:: Given entries

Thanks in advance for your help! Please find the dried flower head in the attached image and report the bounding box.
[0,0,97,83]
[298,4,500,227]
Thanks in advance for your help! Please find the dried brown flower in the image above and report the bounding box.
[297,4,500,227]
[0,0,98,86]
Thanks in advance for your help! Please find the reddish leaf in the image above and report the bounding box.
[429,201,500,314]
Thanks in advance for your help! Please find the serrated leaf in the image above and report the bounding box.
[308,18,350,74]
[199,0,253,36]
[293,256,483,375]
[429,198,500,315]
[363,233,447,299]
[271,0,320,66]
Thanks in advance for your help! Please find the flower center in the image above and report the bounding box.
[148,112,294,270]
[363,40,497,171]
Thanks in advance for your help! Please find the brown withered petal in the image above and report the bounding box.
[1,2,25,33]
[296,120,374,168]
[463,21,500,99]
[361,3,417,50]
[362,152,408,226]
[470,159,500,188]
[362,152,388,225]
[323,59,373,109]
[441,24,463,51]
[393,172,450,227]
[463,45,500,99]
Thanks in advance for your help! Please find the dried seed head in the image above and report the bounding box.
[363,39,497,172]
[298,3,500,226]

::::
:: Given entries

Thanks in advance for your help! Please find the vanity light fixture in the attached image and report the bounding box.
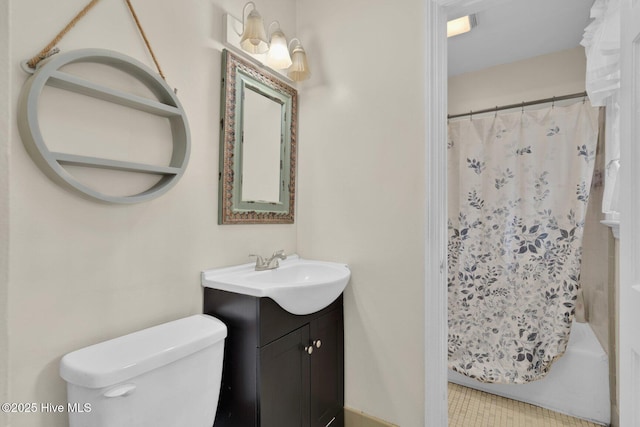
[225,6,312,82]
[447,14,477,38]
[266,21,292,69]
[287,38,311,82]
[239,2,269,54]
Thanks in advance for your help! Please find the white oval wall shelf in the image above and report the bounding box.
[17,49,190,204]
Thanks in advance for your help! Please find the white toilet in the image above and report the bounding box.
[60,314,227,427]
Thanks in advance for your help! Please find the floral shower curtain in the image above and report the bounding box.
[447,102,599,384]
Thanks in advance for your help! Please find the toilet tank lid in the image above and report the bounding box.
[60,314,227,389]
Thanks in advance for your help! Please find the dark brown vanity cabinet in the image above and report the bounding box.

::::

- [Task goal]:
Using the listing above, return word for word each line from the one that has "Thanks in advance for your help! Please find the toilet" through the one that has "Thanks in advance for your help! Please find the dark", and no line outside that range.

- [Answer for this exercise]:
Thanks in advance for your help! Please find the toilet tank lid in the image above and report the bounding box.
[60,314,227,389]
Thanks in advance for your help! Please find the dark brown vanity cabinet in the image above and report the bounding box.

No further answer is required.